_GIVEN REQUEST_
Put the entries from the line containing "pattern, and output bounding boxes covering each." through the line containing "[138,68,153,76]", both included, into a two-column CSV headed text and answer. Give one row per entry, with each value in a single quoted field and any line breaks replaced by spaces.

## BEGIN STORED DATA

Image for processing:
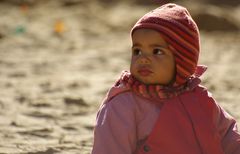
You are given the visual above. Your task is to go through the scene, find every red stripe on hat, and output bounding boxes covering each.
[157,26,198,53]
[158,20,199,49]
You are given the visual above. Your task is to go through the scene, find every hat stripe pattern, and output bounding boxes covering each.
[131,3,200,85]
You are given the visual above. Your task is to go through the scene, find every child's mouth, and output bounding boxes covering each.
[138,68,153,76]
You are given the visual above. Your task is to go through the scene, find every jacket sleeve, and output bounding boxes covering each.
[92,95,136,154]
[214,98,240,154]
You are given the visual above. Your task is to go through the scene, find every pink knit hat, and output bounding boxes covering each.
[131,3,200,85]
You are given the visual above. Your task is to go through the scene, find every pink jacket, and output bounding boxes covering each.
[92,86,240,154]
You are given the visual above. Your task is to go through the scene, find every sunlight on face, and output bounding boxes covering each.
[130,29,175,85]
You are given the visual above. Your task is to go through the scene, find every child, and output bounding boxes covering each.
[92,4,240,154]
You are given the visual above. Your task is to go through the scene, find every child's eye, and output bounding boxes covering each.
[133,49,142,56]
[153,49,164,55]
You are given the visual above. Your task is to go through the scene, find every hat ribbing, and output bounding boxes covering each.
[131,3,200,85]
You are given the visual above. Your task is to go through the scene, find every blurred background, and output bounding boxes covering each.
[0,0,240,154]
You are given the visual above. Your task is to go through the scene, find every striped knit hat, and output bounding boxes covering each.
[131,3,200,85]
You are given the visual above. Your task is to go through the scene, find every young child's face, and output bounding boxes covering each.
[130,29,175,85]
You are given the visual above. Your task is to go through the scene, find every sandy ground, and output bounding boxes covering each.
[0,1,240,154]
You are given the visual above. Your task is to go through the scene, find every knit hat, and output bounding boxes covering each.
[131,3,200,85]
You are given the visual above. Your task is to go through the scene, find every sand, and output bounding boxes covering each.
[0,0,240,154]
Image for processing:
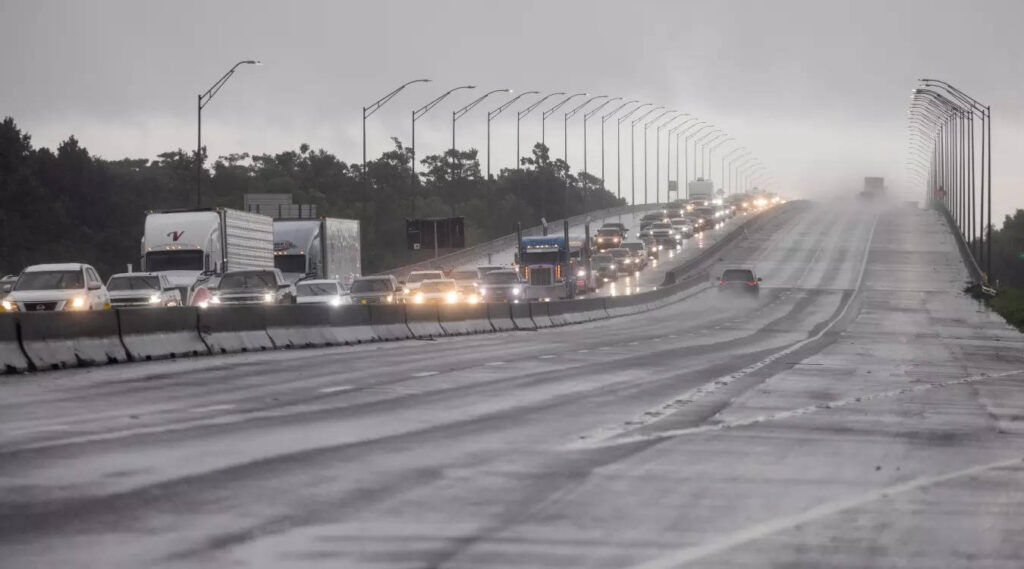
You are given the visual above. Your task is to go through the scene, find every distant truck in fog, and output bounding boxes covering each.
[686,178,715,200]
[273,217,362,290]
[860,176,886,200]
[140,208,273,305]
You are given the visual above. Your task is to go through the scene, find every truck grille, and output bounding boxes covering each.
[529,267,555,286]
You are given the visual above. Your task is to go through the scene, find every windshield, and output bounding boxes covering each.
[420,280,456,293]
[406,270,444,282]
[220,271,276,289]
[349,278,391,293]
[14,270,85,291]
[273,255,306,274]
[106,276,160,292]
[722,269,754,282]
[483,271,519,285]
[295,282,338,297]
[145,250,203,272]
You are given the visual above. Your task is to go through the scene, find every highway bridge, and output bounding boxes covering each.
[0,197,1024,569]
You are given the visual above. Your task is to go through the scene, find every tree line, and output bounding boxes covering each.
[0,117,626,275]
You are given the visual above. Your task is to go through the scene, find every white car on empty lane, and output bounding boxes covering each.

## END STORED DATA

_EXERCISE RESULT_
text,answer
"You are given the visual above. Your task is to go through the scene, find every hat stripe pattern, and output bounding boxes covering each.","[131,3,200,85]"
"You are given the visual above. Your task is to go through the scene, find every child's mouth, and output bounding boxes covering each.","[138,68,153,76]"